*** Exercise material ***
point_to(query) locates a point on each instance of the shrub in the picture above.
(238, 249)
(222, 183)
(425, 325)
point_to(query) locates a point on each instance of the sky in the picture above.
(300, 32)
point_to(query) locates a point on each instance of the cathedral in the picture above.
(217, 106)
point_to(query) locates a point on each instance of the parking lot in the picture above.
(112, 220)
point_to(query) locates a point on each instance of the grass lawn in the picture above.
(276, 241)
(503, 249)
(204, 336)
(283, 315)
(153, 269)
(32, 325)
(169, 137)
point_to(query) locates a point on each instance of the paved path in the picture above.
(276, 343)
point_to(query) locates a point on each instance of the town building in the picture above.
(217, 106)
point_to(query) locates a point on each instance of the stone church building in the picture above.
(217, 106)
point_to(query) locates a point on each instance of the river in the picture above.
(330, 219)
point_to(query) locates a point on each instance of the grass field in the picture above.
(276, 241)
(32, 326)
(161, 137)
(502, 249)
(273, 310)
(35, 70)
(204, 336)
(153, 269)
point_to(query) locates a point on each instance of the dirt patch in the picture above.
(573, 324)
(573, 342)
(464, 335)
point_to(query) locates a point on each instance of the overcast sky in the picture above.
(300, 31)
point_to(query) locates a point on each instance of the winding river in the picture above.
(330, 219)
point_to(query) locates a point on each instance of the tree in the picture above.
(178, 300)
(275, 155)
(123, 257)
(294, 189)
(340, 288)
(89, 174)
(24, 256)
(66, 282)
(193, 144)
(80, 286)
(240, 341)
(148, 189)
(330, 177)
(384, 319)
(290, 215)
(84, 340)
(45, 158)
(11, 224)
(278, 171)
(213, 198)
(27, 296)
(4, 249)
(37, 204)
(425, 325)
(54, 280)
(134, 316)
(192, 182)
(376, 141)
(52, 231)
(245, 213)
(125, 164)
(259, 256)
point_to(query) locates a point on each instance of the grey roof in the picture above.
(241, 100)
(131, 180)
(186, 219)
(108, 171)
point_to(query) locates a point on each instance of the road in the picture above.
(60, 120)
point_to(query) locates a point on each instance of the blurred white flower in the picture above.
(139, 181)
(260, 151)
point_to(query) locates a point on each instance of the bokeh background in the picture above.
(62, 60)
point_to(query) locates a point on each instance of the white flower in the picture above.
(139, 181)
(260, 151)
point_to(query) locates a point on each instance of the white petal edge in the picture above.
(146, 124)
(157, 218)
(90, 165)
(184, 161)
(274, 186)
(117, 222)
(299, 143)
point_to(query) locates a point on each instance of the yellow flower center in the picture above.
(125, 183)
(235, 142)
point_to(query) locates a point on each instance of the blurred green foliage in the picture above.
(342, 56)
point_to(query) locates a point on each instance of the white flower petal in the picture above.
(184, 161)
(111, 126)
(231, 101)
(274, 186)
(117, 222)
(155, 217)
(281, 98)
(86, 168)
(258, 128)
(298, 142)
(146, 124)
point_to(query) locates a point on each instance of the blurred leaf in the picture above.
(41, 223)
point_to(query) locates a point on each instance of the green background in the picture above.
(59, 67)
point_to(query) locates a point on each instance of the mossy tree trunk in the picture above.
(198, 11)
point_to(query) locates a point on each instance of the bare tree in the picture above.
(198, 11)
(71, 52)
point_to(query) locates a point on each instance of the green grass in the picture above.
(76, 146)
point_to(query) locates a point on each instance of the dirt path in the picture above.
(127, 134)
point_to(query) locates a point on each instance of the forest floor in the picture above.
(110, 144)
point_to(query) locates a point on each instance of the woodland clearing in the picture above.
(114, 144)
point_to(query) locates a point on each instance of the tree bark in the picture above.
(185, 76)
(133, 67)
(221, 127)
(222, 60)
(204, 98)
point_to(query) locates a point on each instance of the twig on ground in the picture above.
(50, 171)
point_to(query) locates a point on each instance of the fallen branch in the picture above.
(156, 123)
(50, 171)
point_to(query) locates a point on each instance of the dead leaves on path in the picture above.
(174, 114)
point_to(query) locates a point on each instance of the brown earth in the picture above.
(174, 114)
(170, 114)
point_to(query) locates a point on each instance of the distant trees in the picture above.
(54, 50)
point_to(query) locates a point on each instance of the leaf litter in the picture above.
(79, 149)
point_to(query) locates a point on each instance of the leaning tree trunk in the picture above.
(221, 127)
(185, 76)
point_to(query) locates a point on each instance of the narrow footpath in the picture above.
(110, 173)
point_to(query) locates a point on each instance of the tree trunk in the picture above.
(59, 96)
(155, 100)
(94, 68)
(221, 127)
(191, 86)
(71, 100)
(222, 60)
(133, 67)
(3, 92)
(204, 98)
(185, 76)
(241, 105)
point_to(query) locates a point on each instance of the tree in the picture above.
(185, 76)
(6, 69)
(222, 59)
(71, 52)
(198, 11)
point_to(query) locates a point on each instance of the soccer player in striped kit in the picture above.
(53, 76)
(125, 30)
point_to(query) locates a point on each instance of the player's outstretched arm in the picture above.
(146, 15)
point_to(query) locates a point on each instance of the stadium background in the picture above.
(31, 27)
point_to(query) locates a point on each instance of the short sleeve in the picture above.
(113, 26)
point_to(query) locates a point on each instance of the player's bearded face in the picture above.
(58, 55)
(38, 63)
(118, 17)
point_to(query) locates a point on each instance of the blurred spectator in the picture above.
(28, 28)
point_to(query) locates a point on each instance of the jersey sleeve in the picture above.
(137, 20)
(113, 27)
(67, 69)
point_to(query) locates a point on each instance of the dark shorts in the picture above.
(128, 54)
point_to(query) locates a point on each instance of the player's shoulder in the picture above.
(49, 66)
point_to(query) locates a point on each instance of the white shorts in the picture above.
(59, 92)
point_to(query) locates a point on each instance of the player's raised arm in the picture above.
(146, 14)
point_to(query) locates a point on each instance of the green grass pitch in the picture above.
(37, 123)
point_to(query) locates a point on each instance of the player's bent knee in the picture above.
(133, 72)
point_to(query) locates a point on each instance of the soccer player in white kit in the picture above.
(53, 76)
*** End of Exercise material ***
(Prompt): The records above are to be copied out exactly, line for line.

(Written reply):
point_to(query) locates a point on each instance of the shrub in the picture above.
(238, 249)
(222, 183)
(425, 325)
point_to(query) locates a point on each instance of the sky in the picture above.
(300, 32)
point_to(query) locates a point on each instance of the cathedral in the picture above.
(217, 106)
point_to(query) locates a point on each instance of the parking lot in the picture above.
(112, 220)
point_to(query) locates a point on each instance of the grass lawn in the picture above.
(276, 241)
(503, 249)
(204, 336)
(283, 315)
(153, 269)
(32, 325)
(169, 137)
point_to(query) locates a point on each instance of the paved path in the picture above.
(276, 343)
point_to(query) locates a point on each instance of the town building in the picture above.
(217, 106)
point_to(query) locates a point on each instance of the stone church building in the picture above.
(217, 106)
point_to(query) locates a point on each instance of the river in the picture above.
(330, 219)
point_to(query) locates a point on each instance of the grass field in the picture above.
(276, 241)
(32, 326)
(161, 137)
(502, 249)
(273, 310)
(35, 70)
(204, 336)
(153, 269)
point_to(query) locates a point on each instance of the dirt patch in the picture above.
(573, 324)
(573, 342)
(464, 335)
point_to(query) locates a point on each instance of the overcast sky in the picture above.
(300, 31)
point_to(query) locates a point on each instance of the winding river in the picture above.
(330, 219)
point_to(query) locates a point on each instance of the tree in the picture above.
(178, 300)
(275, 155)
(123, 257)
(294, 189)
(340, 288)
(89, 174)
(24, 256)
(66, 282)
(193, 144)
(80, 286)
(240, 341)
(148, 189)
(330, 177)
(384, 319)
(290, 215)
(84, 340)
(45, 158)
(11, 224)
(278, 171)
(213, 198)
(27, 296)
(4, 249)
(37, 204)
(425, 325)
(54, 280)
(134, 316)
(192, 182)
(376, 141)
(52, 231)
(245, 213)
(125, 164)
(259, 256)
point_to(query) locates a point on each instance of the grey roof in the picture above.
(241, 100)
(131, 180)
(186, 219)
(108, 171)
point_to(query) locates a point on each instance of the road in the picture above.
(60, 120)
point_to(query) locates a point on each instance of the blurred white flower in the picture above.
(139, 181)
(260, 151)
point_to(query) locates a point on each instance of the bokeh background in the picture above.
(62, 60)
point_to(query) locates a point on each instance of the white flower in the picture above.
(139, 181)
(260, 151)
point_to(query) locates a point on each instance of the white petal edge in the picture above.
(146, 124)
(157, 218)
(90, 165)
(184, 161)
(274, 186)
(117, 222)
(299, 143)
point_to(query) locates a point on each instance of the yellow flower center in the picture above.
(125, 183)
(235, 142)
point_to(query) locates a point on each instance of the blurred green foliage in the picture above.
(342, 56)
point_to(query) locates a point on each instance of the white flower petal in the picture above.
(184, 161)
(111, 126)
(231, 101)
(274, 186)
(117, 222)
(155, 217)
(281, 98)
(86, 168)
(258, 128)
(298, 142)
(146, 124)
point_to(query) locates a point on each instance of the blurred leaf in the picture above.
(41, 223)
point_to(query) locates a point on each instance of the green background in the picture above.
(59, 67)
point_to(query) locates a point on each instance of the mossy tree trunk in the picture above.
(198, 11)
point_to(query) locates a point on each instance of the bare tree in the picture above.
(198, 11)
(71, 52)
point_to(query) locates a point on each instance of the green grass in the picture above.
(76, 146)
point_to(query) locates a point on each instance of the dirt path in the picture above.
(127, 134)
point_to(query) locates a point on each instance of the forest floor in the picture above.
(110, 144)
point_to(query) locates a point on each instance of the woodland clearing in the picture above.
(114, 144)
point_to(query) locates a point on each instance of the tree bark in the picture above.
(185, 76)
(133, 67)
(221, 127)
(222, 60)
(204, 98)
point_to(query) locates a point on each instance of the twig on ground in the picture above.
(50, 171)
point_to(query) locates a point on each instance of the fallen branch in the picture above.
(156, 123)
(50, 171)
point_to(query) locates a point on each instance of the dead leaves on path in the picture above.
(174, 114)
point_to(query) locates a point on each instance of the brown earth in the picture above.
(174, 114)
(170, 114)
point_to(query) locates a point on each instance of the distant trees in the picture above.
(54, 50)
point_to(query) locates a point on each instance of the leaf litter in the picture above.
(79, 149)
point_to(query) locates a point on each instance of the leaning tree trunk in the picture above.
(221, 127)
(185, 76)
point_to(query) locates a point on each instance of the narrow footpath in the picture above.
(110, 173)
point_to(query) locates a point on each instance of the tree trunk in the picture above.
(59, 96)
(155, 100)
(94, 68)
(221, 127)
(191, 86)
(71, 100)
(222, 60)
(133, 67)
(3, 92)
(204, 98)
(185, 76)
(241, 105)
point_to(query) locates a point on each instance of the tree in the picture above.
(185, 76)
(6, 69)
(222, 59)
(71, 52)
(198, 11)
point_to(query) locates a point on each instance of the soccer player in striped kit in the picture above.
(53, 76)
(125, 30)
point_to(query) locates a point on each instance of the player's outstretched arm in the picture above.
(146, 15)
point_to(query) locates a point on each instance of the stadium background in the picture above.
(31, 27)
point_to(query) locates a point on each instance of the short sleeve in the picture above.
(113, 26)
point_to(query) locates a point on each instance of the player's bearded face in the picture above.
(58, 55)
(38, 63)
(118, 17)
point_to(query) locates a point on each instance of the blurred spectator in the picture above.
(28, 28)
point_to(query) locates a point on each instance of the jersey sleeve in the picture above.
(137, 20)
(113, 27)
(67, 69)
point_to(query) locates a point on each instance of the dark shorts in the picture above.
(128, 54)
point_to(query) locates a point on each instance of the player's shoulder in the picture above.
(49, 66)
point_to(query) locates a point on each instance of the white shorts in the picture above.
(59, 92)
point_to(query) locates a point on each instance of the player's raised arm in the picture above.
(146, 14)
point_to(query) locates a point on each instance of the green grass pitch in the picture above.
(37, 123)
point_to(query) locates a point on each instance of the player's bent knee in the picture above.
(133, 72)
point_to(query) locates a point on each instance of the soccer player in white kit in the picture above.
(53, 76)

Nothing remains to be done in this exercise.